今回もコロナの影響で10月15日にプログラムの変更が発表されました。

フルートのエマニュエル・パユをソリストとして迎え、マルタン(アンセルメ編)の「フルートと管弦楽のためのバラード」、ライネッケの「フルート協奏曲ニ長調作品283」を演奏する予定でしたが、政府の入国制限などによりエマニュエル・パユが出演できなくなったため、代わりにゲルハルト・オピッツが出演することになり、曲目も上記のとおり変更されました。

 

プログラム変更を喜んではいけないと思いますが、モーツァルトの人気曲、ピアノ協奏曲ニ短調に変わり、それをオピッツの演奏で聞けるのは有難かったです。関係者が奔走してくれたお陰ですね。感謝します。

 

今回、座った席ですが、1階の前から3列目、舞台に向かって中央から右側の通路に近い席で、ピアノを見上げるような位置でした。

一緒に行った家内は、演奏者の足元が見え、ペダル操作がよく見えたし、上げられた屋根の光沢のある裏側に弦の動きも映って楽しめたとのことでした。

巨匠オピッツのとても粒立ちのよい美しい音色のモーツァルトを堪能させていただきました。

 

指揮者マリオ・ヴェンツァーゴの演奏は、CDでも聴いたことがなく、まったくはじめてでした。

すでに複数のオーケストラと共演してブルックナーの交響曲を0番から9番まで録音したCDが発売され、繊細で透明感のある斬新な解釈表現で評判になっているとのこと。

 

今回実演に接し、まず感じたのは、73歳のお年とは思えない軽やかな指揮ぶりでした。

指揮台の上をキラキラ光るエナメルレザーの靴で端から端まで移動しながら演奏者に指示を出していました。

 

私の目の前には、ビオラが配置されていたので、指揮台の右端まで来て横を向き、ビオラ奏者の正面から身体全体と指揮棒でニュアンスを伝え、それに応えて音色が変化する様子がよく分かりました。

 

印象としては、ブルックナーの重厚で複雑な音の重なりを丁寧に見通しの利く分かりやすい表現でひも解くような演奏のように感じました。いくつかのパッセージで背後に隠れてしまうような音も聞こえてきます。他の演奏者の場合はどうだったかなと聴き直してみたくなりました。

データ行
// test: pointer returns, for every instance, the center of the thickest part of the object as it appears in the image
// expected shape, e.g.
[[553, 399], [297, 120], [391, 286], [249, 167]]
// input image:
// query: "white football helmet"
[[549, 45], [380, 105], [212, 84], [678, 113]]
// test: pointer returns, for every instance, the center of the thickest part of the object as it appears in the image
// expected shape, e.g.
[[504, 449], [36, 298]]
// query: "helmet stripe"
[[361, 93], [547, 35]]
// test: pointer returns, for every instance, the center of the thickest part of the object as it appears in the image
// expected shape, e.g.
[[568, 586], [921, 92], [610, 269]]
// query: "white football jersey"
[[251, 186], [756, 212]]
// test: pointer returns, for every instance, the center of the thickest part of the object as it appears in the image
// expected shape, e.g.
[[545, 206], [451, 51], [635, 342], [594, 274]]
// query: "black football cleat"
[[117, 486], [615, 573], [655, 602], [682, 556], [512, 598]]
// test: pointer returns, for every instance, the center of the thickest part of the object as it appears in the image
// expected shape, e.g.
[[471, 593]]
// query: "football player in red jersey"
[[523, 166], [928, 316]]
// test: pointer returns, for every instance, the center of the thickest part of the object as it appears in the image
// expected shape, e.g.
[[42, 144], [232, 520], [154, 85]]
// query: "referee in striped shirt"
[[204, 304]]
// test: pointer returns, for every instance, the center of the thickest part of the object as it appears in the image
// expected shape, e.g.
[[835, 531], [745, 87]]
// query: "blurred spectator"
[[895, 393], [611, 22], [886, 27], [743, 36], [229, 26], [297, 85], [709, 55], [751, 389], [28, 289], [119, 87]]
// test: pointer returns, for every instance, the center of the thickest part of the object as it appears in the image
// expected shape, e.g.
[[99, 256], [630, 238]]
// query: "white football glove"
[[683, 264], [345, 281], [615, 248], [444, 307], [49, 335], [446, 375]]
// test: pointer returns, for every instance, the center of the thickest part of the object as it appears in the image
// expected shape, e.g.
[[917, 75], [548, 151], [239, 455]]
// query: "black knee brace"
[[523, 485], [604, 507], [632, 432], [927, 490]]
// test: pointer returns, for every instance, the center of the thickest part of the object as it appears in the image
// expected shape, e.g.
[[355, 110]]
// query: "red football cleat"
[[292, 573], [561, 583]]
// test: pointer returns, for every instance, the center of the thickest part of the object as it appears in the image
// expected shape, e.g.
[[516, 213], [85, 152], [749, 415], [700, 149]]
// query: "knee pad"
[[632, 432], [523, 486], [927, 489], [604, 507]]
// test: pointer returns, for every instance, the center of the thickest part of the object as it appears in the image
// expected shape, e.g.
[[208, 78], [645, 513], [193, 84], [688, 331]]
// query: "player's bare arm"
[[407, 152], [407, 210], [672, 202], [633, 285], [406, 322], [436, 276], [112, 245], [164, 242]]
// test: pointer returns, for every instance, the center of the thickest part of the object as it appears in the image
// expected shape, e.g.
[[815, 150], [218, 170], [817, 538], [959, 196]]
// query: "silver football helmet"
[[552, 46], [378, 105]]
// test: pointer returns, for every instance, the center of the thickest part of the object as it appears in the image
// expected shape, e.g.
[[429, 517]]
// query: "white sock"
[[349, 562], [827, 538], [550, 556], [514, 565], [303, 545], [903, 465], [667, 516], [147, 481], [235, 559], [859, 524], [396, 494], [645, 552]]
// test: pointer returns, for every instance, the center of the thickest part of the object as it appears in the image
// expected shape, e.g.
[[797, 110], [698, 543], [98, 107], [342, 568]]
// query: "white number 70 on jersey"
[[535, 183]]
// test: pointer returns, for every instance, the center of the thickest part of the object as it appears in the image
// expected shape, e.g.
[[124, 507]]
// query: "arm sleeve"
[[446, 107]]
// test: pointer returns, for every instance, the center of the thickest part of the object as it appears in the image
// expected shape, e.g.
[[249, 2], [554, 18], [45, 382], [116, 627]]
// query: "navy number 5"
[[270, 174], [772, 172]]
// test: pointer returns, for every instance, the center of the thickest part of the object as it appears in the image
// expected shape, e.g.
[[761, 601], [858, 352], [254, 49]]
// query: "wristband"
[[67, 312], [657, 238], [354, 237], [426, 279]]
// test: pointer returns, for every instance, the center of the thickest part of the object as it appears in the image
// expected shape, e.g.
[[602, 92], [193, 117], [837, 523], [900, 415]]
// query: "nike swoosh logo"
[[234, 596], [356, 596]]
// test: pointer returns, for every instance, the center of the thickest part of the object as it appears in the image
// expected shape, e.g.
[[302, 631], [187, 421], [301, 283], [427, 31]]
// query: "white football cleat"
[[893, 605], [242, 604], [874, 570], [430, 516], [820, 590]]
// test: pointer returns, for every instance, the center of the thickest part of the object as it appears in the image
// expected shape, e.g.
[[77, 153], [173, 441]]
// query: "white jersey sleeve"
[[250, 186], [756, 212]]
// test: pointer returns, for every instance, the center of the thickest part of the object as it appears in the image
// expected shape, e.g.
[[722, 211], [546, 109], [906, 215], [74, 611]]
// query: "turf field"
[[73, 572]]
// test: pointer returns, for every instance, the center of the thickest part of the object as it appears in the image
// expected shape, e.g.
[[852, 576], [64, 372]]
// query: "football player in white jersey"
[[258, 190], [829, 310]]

記述問題 1
演奏会の感想によると、エマニュエル・パユが出演できなくなった理由は何か。
記述問題 2
演奏会の感想の一部を、「プログラム変更を喜んではいけ」から始めて「を見上げるような位置でした。」で終わるまで、一字一句変えずに打ち直してください。
記述問題 3
演奏会の感想を、最後の文の後から書き継ぐこと。
一覧は演奏会の感想とは別の資料である。

記述解答 1
政府の入国制限などのためである。

記述解答 2
プログラム変更を喜んではいけないと思いますが、モーツァルトの人気曲、ピアノ協奏曲ニ短調に変わり、それをオピッツの演奏で聞けるのは有難かったです。関係者が奔走してくれたお陰ですね。感謝します。

 

今回、座った席ですが、1階の前から3列目、舞台に向かって中央から右側の通路に近い席で、ピアノを見上げるような位置でした。

記述解答 3
 

演奏が終わると、拍手の中、指揮者はマスクをつけて団員と握手ではなく、肘タッチ。

団員も足で床を踏み鳴らして賞賛を送っていました。

拍手は鳴りやまず、4回のカーテンコール。オケの団員が下がった後も、一人で一度舞台に戻ってきて拍手にこたえてくれました。

 

CDで評判の良かったとされるオリジナル2菅編成の交響曲第5番や他の曲もぜひ聴いてみたくなりました。

 

 

 

 

観客が全員マスクをして、禁止されているブラボーの声は上がりませんが、拍手が鳴り響くコンサート。

ウィズコロナ時代のクラシックコンサート初体験でした。

 

コロナ禍前は、この時期ですと演奏中に必ず咳き込む人がいたと思いますが、皆さん感染に気を付けていて風邪をひいている人もないのか静寂が維持され、演奏に集中できました。

 

 

 

 

 

 

 

海外では、また感染力の高い変異株オミクロンの感染が拡大しているという報道を目にしました。

 

オミクロンはギリシャ文字を冠した呼称で、アルファベータガンマデルタにつづき、WHOにより「懸念される変異株」とされました。

 

「懸念される変異株(VOC)」は感染力が強まったり、ワクチンの効果が下がったりする性質を持つとみられる変異株です。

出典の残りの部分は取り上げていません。